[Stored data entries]
Content starts

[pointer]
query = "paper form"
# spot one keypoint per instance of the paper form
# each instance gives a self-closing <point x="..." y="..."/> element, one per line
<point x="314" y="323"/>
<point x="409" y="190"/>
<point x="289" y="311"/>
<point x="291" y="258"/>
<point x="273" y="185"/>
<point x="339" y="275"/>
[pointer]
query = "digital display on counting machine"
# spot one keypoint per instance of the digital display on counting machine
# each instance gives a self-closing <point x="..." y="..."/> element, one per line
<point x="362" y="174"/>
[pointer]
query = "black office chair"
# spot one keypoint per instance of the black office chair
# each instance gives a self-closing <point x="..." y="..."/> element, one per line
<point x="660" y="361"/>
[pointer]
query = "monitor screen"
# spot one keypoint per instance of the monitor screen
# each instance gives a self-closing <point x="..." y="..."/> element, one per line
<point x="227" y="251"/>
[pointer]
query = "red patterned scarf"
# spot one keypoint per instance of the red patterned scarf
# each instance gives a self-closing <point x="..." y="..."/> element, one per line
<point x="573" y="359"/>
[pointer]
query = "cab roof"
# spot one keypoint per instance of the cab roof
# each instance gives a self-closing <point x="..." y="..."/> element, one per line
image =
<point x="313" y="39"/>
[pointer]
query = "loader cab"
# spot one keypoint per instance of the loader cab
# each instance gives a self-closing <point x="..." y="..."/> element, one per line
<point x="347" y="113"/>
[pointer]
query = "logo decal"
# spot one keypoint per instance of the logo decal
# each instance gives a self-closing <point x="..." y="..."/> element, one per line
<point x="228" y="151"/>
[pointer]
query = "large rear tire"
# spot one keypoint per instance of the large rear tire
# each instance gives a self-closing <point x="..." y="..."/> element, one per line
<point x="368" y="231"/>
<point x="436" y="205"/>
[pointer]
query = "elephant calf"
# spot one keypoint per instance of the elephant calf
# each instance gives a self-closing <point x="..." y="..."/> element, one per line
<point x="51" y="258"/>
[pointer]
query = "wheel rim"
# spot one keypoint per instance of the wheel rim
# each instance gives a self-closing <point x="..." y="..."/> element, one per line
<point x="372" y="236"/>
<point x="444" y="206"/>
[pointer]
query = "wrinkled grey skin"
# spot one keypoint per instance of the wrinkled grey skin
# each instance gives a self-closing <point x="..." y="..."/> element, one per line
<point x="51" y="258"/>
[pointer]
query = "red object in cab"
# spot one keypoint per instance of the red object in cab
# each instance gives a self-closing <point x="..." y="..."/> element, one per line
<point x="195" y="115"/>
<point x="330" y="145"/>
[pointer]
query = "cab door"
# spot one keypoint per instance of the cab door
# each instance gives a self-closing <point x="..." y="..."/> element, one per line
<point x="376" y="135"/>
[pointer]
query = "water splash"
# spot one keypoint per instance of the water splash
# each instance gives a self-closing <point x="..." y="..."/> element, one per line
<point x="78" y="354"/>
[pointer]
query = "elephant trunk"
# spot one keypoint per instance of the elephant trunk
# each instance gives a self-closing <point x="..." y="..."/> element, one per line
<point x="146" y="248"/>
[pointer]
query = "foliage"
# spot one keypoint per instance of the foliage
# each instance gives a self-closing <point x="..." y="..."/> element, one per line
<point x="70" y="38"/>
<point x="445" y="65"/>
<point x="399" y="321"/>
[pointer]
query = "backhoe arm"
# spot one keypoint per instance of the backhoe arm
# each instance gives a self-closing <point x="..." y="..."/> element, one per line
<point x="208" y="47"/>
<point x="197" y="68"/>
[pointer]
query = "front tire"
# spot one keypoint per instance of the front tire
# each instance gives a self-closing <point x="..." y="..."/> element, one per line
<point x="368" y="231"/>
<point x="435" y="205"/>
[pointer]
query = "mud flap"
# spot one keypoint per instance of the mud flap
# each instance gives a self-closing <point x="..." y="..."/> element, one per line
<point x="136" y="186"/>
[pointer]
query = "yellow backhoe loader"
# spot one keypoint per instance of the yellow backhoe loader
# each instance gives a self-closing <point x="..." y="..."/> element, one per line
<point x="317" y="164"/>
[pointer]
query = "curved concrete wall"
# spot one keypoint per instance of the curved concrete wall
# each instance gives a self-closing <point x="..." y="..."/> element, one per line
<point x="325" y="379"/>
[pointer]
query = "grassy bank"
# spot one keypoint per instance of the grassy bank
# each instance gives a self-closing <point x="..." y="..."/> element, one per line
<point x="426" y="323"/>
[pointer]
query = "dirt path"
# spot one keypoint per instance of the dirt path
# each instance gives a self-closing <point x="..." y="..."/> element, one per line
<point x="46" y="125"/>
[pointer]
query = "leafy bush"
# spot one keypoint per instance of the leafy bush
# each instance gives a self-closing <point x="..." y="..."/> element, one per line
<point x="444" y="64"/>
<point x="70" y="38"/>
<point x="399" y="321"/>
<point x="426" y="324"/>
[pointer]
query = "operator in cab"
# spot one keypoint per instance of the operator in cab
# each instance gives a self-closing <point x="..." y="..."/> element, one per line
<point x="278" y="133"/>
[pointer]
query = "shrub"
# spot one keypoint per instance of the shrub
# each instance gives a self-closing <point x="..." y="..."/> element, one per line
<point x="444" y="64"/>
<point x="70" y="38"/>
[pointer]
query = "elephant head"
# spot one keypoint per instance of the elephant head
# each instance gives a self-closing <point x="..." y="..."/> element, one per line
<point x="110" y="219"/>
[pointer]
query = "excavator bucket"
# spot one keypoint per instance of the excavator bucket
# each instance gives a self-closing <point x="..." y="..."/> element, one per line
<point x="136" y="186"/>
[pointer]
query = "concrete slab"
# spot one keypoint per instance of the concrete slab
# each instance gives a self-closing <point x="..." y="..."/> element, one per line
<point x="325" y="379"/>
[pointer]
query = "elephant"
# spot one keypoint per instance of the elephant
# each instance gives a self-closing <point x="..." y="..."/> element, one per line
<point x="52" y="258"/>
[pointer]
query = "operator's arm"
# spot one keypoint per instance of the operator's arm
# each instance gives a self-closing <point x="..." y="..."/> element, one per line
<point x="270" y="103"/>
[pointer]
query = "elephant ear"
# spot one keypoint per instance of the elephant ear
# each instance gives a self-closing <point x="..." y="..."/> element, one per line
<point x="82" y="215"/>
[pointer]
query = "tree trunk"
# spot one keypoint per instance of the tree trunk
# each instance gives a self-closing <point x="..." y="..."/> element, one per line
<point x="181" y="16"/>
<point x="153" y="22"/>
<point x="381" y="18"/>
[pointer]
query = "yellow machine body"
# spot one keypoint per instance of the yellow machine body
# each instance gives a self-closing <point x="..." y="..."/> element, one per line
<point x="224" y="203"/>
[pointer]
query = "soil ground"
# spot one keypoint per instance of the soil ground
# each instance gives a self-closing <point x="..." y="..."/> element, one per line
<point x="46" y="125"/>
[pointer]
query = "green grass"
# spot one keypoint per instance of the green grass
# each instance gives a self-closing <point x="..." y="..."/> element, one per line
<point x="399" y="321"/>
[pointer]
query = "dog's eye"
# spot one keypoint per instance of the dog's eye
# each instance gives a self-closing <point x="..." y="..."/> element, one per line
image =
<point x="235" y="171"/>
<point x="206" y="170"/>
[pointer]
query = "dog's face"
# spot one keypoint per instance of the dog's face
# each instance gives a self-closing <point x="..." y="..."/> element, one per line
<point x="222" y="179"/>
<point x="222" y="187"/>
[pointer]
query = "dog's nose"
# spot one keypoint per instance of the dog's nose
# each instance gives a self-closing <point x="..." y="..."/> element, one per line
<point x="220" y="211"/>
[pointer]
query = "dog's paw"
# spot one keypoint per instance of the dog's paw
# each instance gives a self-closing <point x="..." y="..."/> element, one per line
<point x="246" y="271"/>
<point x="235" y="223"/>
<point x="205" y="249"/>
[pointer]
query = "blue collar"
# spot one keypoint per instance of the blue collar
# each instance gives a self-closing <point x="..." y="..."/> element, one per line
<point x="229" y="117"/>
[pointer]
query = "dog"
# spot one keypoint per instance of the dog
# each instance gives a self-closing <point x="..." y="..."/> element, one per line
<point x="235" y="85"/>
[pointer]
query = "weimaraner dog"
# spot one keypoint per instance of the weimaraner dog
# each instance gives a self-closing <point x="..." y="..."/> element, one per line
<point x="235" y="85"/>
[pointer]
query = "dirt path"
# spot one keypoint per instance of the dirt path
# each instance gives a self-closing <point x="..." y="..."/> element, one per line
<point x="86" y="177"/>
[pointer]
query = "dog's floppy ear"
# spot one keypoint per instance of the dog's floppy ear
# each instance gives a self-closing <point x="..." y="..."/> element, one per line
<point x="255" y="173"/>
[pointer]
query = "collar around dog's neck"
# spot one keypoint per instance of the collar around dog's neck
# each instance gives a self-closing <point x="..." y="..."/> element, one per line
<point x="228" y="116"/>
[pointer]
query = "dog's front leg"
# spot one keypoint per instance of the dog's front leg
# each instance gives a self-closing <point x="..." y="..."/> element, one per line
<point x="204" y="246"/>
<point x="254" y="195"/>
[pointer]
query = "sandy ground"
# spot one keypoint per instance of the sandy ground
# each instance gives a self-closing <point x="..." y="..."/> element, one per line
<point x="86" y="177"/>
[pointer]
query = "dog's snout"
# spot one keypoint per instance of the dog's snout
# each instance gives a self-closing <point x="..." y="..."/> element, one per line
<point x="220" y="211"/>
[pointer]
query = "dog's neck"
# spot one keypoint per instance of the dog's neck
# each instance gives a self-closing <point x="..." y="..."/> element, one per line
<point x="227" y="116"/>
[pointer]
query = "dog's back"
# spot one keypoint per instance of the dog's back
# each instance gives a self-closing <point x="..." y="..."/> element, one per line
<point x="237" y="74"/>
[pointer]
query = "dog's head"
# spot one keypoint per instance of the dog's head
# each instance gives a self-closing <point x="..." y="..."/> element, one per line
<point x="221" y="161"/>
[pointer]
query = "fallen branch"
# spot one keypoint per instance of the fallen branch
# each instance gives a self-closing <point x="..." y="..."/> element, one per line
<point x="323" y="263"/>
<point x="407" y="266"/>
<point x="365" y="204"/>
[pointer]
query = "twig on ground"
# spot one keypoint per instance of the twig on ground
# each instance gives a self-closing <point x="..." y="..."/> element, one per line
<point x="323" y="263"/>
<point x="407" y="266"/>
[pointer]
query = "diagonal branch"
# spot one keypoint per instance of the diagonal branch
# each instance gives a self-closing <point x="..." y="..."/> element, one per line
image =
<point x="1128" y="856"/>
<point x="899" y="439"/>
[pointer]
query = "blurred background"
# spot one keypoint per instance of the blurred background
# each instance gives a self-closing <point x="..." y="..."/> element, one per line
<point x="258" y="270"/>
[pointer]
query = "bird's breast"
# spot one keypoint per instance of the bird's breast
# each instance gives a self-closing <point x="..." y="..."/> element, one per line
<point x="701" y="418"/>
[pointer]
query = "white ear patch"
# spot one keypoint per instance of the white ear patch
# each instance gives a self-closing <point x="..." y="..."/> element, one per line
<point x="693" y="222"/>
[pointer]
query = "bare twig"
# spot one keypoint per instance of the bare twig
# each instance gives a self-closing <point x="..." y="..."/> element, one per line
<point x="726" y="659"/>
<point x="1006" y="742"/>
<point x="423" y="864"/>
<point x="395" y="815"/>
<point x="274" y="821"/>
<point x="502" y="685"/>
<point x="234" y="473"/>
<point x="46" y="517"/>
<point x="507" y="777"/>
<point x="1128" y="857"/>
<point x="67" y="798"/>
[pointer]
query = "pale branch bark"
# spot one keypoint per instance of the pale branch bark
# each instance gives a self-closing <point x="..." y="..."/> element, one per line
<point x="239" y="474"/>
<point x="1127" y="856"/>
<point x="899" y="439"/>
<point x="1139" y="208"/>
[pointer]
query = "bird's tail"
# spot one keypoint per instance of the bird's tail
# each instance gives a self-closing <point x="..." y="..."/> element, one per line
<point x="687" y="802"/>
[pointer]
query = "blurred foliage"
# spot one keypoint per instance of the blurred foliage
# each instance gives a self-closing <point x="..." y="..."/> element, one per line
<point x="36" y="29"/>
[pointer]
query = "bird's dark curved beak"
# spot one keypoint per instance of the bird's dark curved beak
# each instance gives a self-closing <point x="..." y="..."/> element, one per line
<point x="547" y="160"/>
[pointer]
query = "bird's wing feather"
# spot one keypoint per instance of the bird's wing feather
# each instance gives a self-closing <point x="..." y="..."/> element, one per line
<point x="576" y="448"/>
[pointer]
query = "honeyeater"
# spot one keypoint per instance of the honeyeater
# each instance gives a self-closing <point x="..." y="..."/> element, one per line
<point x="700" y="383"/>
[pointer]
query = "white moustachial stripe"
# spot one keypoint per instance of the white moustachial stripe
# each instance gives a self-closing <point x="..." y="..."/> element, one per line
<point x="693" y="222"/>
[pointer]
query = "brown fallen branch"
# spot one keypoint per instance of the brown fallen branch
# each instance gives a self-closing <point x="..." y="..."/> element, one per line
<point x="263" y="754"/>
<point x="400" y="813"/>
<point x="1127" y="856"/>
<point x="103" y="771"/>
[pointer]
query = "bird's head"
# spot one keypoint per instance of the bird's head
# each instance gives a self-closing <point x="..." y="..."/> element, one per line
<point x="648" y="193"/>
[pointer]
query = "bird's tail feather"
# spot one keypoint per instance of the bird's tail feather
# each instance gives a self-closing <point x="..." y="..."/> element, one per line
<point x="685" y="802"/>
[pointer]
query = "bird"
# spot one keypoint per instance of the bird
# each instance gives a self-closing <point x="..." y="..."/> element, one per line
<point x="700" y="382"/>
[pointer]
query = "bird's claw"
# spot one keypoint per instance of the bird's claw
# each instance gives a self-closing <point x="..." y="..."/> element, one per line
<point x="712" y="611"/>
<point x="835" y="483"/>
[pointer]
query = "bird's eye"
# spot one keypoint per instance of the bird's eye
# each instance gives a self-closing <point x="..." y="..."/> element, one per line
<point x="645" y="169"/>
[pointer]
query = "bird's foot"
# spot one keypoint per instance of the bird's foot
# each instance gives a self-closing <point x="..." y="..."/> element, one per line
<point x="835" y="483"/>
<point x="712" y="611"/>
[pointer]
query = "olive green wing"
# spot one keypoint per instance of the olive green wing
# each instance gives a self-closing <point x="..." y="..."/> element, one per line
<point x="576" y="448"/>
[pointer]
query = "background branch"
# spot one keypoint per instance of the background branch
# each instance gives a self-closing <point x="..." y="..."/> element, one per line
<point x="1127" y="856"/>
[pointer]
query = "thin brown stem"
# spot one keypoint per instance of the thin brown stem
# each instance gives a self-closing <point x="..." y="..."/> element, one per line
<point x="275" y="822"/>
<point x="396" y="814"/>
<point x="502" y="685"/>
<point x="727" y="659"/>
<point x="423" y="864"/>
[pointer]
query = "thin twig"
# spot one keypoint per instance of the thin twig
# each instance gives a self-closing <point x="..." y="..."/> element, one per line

Content ends

◆ What needs to be done
Copy each line from the records above that includes the string "honeyeater".

◆ Expected output
query = "honeyeater"
# spot one keypoint per instance of the honeyeater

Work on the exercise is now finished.